* BEGIN *

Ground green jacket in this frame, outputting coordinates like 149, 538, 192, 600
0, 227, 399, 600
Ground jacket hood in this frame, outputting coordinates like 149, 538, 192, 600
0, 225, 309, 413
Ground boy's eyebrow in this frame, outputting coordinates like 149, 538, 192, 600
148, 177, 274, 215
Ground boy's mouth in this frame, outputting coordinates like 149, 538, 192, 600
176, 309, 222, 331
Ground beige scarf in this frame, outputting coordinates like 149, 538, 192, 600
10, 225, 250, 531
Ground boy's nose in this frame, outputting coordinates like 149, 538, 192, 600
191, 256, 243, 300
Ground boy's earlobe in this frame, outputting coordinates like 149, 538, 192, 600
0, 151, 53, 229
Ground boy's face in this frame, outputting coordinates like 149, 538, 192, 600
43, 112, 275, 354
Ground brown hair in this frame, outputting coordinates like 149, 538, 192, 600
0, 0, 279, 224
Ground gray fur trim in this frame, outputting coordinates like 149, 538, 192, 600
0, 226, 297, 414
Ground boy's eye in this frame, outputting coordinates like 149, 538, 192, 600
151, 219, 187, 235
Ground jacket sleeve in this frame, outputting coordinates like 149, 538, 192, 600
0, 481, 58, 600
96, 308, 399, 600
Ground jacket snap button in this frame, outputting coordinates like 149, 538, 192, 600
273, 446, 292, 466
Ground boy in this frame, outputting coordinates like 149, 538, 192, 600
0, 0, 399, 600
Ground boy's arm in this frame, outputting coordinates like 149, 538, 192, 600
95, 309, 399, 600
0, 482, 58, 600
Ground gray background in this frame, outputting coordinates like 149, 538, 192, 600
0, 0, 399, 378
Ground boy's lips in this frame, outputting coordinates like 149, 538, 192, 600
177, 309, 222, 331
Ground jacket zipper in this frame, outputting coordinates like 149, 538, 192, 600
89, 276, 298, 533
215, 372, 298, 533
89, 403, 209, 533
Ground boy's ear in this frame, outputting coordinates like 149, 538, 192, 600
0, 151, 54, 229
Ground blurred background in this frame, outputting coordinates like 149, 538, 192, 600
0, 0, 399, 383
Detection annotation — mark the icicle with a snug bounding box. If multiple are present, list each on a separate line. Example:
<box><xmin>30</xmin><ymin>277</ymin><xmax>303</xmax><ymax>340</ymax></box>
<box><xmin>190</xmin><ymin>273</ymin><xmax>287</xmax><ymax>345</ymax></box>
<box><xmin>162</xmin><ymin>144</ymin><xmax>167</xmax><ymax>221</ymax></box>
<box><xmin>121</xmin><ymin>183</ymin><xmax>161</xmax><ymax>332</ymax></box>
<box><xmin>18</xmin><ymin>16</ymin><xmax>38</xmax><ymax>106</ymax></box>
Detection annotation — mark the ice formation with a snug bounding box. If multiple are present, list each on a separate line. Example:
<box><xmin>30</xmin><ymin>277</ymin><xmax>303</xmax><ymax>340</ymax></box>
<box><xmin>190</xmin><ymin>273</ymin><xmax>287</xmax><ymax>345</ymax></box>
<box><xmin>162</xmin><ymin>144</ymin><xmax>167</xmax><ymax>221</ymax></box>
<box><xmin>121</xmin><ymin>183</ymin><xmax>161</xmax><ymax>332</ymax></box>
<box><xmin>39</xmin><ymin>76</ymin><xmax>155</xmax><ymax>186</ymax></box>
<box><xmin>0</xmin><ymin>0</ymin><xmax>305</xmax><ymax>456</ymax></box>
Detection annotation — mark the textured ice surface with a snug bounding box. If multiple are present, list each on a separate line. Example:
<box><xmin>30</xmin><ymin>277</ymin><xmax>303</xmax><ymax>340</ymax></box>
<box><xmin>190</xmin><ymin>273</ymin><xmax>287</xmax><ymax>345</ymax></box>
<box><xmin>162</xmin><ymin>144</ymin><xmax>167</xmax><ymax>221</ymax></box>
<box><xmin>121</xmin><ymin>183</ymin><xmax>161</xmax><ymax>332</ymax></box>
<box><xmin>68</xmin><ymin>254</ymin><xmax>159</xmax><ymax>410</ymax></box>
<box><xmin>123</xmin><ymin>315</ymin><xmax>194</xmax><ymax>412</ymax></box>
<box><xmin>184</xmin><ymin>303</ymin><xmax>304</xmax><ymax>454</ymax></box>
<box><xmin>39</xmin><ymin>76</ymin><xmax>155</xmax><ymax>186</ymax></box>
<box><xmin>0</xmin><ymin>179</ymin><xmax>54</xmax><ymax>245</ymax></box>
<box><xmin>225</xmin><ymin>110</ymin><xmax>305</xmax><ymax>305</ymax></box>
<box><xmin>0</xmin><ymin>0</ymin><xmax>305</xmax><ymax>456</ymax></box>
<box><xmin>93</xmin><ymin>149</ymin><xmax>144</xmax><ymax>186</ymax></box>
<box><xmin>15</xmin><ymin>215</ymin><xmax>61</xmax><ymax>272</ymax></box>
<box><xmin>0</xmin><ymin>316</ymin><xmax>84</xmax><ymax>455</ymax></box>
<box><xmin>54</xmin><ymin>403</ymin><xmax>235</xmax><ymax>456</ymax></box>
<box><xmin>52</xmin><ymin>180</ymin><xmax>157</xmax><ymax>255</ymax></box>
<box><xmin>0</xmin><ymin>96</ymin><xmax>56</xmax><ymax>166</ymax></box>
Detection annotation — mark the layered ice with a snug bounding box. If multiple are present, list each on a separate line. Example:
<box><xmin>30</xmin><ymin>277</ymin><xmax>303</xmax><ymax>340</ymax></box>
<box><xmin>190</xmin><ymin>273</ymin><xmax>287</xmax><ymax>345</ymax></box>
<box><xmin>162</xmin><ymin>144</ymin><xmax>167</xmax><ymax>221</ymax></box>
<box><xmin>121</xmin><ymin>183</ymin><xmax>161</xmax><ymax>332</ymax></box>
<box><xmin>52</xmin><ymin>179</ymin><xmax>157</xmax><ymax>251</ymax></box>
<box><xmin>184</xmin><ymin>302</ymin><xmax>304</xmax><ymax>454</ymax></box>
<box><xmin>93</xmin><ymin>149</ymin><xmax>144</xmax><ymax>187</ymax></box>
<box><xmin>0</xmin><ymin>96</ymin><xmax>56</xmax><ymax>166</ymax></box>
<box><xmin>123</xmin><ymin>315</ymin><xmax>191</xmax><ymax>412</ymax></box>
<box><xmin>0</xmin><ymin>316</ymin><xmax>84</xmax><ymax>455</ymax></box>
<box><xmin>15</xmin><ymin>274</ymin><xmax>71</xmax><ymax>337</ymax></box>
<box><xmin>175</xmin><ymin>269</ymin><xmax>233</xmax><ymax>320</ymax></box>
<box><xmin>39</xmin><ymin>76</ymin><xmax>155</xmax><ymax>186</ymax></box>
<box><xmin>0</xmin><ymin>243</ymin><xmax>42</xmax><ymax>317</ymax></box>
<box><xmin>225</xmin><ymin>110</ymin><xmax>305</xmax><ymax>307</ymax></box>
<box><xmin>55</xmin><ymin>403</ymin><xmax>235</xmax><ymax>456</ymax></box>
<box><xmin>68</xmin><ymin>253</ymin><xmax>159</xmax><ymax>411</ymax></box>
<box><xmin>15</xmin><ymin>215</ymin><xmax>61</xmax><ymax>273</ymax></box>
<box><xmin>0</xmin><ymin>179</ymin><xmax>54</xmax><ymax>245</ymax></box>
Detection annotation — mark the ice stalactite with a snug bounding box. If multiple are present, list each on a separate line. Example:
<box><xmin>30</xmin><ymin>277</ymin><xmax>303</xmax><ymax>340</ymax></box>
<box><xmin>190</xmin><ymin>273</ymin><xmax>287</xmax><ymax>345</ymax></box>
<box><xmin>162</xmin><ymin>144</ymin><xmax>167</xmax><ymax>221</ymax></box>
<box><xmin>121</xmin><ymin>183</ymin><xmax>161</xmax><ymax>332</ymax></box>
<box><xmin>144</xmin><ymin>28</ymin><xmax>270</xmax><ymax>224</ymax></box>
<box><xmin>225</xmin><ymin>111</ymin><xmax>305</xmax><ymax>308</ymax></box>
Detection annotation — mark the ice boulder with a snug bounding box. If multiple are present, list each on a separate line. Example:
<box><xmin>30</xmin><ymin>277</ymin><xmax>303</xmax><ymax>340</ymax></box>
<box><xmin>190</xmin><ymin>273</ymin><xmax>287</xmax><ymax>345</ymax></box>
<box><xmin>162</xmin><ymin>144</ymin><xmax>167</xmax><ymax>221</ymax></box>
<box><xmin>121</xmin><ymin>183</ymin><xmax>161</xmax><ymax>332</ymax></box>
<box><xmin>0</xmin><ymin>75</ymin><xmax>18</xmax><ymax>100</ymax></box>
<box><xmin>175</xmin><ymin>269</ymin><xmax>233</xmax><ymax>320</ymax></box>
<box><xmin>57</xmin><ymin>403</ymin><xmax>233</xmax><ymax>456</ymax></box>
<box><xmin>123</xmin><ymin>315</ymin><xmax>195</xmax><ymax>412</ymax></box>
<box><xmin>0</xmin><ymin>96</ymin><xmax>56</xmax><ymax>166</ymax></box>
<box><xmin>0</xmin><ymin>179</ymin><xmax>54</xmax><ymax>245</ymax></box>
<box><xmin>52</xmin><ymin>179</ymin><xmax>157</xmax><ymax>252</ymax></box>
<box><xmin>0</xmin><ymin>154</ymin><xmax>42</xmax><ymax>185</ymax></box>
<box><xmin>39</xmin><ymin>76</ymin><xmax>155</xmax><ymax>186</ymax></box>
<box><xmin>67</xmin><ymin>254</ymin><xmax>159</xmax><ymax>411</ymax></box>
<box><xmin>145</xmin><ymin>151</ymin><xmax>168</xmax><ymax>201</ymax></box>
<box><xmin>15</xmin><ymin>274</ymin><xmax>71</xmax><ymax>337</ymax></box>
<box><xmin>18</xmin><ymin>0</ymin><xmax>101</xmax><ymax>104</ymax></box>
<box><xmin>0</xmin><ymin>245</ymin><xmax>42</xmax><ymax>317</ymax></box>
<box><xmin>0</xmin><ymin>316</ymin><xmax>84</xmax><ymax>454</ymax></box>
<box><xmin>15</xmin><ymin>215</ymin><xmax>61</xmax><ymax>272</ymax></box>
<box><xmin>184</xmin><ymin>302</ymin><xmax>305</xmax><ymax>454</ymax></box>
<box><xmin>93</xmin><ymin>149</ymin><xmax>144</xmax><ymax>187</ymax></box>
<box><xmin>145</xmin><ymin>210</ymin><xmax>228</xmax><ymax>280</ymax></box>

* END *

**Requirements:** Report how many lines in the data above contain the string "background", with case counting in the match. Output only that number.

**Full solution:** 2